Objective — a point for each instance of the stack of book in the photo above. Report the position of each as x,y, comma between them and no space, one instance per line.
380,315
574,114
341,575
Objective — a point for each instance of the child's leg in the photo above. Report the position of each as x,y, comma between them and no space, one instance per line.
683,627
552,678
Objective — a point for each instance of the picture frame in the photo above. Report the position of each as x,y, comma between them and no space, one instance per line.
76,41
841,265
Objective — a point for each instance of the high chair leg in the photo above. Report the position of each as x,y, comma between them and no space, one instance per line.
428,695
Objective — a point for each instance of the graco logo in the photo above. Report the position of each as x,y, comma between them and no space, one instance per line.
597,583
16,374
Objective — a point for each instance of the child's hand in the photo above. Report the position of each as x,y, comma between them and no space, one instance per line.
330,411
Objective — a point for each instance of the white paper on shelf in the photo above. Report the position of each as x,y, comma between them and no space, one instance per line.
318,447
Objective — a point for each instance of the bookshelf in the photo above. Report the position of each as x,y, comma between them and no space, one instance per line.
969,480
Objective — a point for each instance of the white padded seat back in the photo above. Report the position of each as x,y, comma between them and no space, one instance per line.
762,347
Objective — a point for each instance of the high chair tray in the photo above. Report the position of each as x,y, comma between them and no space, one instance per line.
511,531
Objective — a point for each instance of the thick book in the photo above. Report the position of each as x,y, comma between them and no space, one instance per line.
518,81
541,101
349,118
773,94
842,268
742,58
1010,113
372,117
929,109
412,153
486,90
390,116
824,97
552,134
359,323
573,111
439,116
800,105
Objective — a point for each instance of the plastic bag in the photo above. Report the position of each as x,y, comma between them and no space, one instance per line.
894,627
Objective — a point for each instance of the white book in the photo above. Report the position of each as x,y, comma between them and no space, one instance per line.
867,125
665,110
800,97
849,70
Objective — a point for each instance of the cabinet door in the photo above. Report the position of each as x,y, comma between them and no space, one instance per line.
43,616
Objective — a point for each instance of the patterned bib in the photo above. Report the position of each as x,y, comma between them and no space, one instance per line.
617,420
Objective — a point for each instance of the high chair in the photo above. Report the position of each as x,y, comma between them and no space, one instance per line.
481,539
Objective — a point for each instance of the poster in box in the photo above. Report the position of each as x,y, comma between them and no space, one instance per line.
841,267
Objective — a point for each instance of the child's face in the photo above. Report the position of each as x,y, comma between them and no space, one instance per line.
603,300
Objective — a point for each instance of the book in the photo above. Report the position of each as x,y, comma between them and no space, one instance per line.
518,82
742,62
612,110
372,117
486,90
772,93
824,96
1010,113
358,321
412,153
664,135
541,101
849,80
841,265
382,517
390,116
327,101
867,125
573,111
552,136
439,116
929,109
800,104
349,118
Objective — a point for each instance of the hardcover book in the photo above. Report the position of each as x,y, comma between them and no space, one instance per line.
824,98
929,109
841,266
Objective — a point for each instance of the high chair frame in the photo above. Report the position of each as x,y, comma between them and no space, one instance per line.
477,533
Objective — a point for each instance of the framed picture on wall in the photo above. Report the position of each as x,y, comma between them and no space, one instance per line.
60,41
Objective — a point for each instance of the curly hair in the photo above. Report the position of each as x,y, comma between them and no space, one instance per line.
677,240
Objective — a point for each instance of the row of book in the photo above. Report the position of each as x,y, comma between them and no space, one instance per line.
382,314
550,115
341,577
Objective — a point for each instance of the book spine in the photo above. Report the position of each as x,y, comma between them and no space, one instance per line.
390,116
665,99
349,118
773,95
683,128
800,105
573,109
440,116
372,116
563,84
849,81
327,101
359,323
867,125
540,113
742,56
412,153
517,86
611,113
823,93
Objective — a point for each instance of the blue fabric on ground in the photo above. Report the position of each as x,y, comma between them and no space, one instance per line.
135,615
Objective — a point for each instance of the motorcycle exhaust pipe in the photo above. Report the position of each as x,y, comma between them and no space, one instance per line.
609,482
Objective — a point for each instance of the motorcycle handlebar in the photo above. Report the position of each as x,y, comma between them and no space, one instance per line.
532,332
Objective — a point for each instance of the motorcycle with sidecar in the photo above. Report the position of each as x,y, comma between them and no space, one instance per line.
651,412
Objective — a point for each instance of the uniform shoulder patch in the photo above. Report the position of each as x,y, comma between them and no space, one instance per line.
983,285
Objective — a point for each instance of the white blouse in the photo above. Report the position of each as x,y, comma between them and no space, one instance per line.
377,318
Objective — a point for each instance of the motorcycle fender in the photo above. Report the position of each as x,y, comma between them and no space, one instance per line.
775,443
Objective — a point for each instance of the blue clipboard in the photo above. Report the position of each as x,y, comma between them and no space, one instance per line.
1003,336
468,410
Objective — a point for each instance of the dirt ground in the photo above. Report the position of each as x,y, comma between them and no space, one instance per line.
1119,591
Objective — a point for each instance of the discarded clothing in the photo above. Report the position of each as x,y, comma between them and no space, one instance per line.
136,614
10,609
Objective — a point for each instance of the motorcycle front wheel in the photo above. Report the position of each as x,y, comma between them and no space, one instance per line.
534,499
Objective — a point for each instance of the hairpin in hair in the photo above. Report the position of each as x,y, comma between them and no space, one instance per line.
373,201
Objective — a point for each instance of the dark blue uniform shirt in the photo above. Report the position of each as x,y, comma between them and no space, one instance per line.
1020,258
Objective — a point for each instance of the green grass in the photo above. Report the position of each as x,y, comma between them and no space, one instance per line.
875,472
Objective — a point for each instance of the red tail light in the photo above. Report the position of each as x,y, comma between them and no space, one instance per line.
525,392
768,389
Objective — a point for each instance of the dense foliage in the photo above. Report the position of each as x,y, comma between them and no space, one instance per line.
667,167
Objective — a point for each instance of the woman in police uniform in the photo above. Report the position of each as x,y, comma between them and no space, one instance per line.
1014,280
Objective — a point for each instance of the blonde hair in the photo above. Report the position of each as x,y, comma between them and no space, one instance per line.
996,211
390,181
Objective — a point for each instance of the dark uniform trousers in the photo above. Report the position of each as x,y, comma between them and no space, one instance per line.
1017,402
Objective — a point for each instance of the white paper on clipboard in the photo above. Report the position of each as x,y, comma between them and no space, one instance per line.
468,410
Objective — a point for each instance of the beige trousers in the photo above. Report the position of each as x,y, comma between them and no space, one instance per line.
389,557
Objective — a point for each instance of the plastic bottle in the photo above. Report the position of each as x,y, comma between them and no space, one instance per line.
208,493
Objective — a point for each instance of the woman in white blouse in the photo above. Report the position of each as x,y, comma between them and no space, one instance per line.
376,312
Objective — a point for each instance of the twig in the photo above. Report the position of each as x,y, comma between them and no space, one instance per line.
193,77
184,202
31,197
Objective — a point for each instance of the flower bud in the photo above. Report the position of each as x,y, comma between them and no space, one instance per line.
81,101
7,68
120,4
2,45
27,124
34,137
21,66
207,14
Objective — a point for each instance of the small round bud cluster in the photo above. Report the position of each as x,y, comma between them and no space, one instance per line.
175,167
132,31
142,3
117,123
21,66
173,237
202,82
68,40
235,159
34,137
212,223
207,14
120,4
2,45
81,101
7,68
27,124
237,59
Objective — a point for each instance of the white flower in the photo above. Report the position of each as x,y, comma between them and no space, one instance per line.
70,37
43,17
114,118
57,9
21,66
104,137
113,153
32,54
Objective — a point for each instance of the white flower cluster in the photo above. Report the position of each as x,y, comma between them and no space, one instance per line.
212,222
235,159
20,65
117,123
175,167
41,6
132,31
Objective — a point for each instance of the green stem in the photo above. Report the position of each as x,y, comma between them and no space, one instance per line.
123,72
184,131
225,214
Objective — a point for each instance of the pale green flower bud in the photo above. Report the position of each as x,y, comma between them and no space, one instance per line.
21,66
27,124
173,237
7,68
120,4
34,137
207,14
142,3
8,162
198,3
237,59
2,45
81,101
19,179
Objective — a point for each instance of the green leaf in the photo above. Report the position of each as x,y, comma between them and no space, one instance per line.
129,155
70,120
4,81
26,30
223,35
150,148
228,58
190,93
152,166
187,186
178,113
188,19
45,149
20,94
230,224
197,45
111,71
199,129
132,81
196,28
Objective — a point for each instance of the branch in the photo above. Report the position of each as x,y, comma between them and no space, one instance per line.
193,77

------------------------

-- TASK INSTRUCTIONS --
Copy the records above exactly, starting at the line that contains "Objective — a point for each instance of the pale" and ending at the last line, and leave out all earlier lines.

-- OUTPUT OF THE EXERCISE --
Objective — a point for each instance of the pale green flower bud in the photo above. Report the position of each as x,y, comma between them and no space, one instance per line.
21,66
27,124
173,237
7,68
120,4
34,137
207,14
142,3
8,162
198,3
237,59
2,45
81,101
19,179
Objective — a point for each instance of the green leaf in the photo above. Report the position of each as x,y, comma between them and no space, one instance per line.
129,155
70,120
4,81
26,30
223,35
150,148
228,58
190,93
152,166
187,186
178,113
188,19
45,149
20,94
230,224
197,45
111,71
199,129
132,81
196,28
Objective — a point for each instance of the branch in the photo above. Report the position of each as x,y, comma between them and no space, one instance per line.
193,77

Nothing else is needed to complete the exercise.